• [EXCERPT]

Life, the iconic now-defunct American magazine, published an article by John Hersey on May 24 1954 about the state of literacy in the United States. Under the headline Why Do Students Bog Down on First R? A Local Committee Sheds Light on a National Problem: Reading, he urged publishers and creators of reading primers to build excitement in young readers, suggesting the visual masters of the day – Walt Disney, Howard Pyle and Dr Seuss – should take the lead.
A gentleman named William Spaulding of Houghton Mifflin, publisher of Why Can’t Johnny Read?, shared Hersey’s concerns and called upon Geisel – by now a children’s author who had moderate success with McElligot’s Pond as well as And To Think I Saw It On Mulberry Street – to write a new kind of children’s book.
At the end of Why Can’t Johnny Read?, as great literary lore has it, was a list of 300 of the most common words every young reader needed to know. The challenge was to employ the most rudimentary of the words to create a story so simple and different it would enamor and educate the hardest audience on the planet: first graders, to whom the television had just been introduced.
After much frustration and months of solo work, Seuss took the first two words from the list that rhymed and put them together: cat and hat. More than 1,000 drafts later, the unrepentant icon of the post-modern American childhood was born: The Cat In The Hat. Clocking in at just 256 words, it’s a chaotic take on being left to one’s own devices while mother is away, as well as a tale about not opening the door to strangers. This formula proved the perfect set-up for a life’s lesson in dealing with the stresses of the unknown and how to feel capable with one’s own ability to handle language.
Seuss, throughout his career, also covered Cold War issues in The Butter Battle Book, spoke to the rise of fascism and anti-Semitism in Yurtle The Turtle, and in what is perhaps the most relevant book for our times, The Lorax, he explored the dangers of environmental destruction and greed. On the nature of his writing, Seuss once said: “I like nonsense; it wakes up the brain cells. Fantasy is a necessary ingredient in living. It’s a way of looking at life through the wrong end of a telescope. Which is what I do, and that enables you to laugh at life’s realities.”
As the opening-night realities of Seussical Jr come closer, there are bound to be rough spots – and this, in fact, matters not. Seuss rarely drew a straight line; he drew a practiced one. If the young actors stumble over a word or two, they are paying great homage: the words of Seuss were written to be conquered by the young. Movements are being polished and not every actor is perfect, yet each one is important and has the potential to be a hero off stage. Costumes are being frantically put together with attention, love and whimsy. A borderline frazzled community is getting ready to make their own Who-like contribution to the giant canon of Seuss.

• [EXTRACTED RECORDS]
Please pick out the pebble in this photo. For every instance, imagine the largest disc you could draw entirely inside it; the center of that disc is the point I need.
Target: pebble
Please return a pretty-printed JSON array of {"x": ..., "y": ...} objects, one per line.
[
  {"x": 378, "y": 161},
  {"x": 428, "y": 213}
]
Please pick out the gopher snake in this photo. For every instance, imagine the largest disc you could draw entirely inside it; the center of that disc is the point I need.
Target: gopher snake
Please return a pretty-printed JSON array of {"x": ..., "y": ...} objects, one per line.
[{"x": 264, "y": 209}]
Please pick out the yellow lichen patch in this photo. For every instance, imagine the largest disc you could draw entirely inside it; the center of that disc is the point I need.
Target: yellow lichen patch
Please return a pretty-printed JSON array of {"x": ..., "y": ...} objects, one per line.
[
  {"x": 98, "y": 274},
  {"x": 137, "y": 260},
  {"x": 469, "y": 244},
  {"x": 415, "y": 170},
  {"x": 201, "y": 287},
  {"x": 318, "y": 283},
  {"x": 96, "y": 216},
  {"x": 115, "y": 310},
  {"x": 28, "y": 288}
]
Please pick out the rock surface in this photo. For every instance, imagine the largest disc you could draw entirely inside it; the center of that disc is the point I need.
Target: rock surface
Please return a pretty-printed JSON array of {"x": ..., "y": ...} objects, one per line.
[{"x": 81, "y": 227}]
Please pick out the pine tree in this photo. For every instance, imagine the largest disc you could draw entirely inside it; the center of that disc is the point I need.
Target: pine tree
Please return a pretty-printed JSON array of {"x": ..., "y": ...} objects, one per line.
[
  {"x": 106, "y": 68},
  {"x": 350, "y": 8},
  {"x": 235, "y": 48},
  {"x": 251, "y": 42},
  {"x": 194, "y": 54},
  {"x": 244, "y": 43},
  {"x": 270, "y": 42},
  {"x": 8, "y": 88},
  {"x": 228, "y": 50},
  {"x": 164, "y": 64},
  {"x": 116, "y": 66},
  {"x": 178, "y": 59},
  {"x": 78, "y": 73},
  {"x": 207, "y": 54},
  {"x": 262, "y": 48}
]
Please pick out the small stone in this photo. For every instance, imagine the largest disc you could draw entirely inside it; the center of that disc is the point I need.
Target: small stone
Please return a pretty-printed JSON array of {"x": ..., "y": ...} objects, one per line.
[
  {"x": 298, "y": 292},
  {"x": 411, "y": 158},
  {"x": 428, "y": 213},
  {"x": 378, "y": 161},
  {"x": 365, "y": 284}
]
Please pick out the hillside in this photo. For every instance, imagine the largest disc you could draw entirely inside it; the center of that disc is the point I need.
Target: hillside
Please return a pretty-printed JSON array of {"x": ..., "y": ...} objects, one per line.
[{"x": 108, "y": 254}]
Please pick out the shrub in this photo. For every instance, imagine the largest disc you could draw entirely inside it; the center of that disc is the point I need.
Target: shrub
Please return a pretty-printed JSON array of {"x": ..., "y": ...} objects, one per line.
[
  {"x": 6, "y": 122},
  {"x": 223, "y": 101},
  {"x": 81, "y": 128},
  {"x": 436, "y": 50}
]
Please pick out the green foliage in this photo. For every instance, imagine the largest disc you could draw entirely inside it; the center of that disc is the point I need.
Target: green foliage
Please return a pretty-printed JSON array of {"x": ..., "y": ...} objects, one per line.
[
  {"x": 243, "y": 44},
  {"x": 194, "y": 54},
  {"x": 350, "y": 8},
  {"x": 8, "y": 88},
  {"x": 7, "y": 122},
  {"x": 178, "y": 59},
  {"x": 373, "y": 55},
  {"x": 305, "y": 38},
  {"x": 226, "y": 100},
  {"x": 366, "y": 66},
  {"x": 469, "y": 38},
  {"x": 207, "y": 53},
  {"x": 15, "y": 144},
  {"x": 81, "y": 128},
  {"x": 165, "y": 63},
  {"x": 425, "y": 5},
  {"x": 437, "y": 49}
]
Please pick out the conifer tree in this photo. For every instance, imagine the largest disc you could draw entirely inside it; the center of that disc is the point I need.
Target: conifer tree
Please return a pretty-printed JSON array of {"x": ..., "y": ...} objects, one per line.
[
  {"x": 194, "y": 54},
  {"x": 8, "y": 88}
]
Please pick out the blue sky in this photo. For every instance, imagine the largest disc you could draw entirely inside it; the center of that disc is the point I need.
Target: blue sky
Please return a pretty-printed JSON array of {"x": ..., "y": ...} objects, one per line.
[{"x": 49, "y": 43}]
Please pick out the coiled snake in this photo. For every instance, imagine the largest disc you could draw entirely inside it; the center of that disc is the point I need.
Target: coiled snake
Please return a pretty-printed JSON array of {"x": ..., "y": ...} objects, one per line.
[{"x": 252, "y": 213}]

• [REQUIREMENT]
Answer these from the Seuss text:
(a) On what date did Life publish John Hersey's article on literacy?
(b) How many words long is The Cat In The Hat?
(c) Which Seuss book took on Cold War issues?

• [ANSWER FOR THIS EXERCISE]
(a) May 24 1954
(b) 256 words
(c) The Butter Battle Book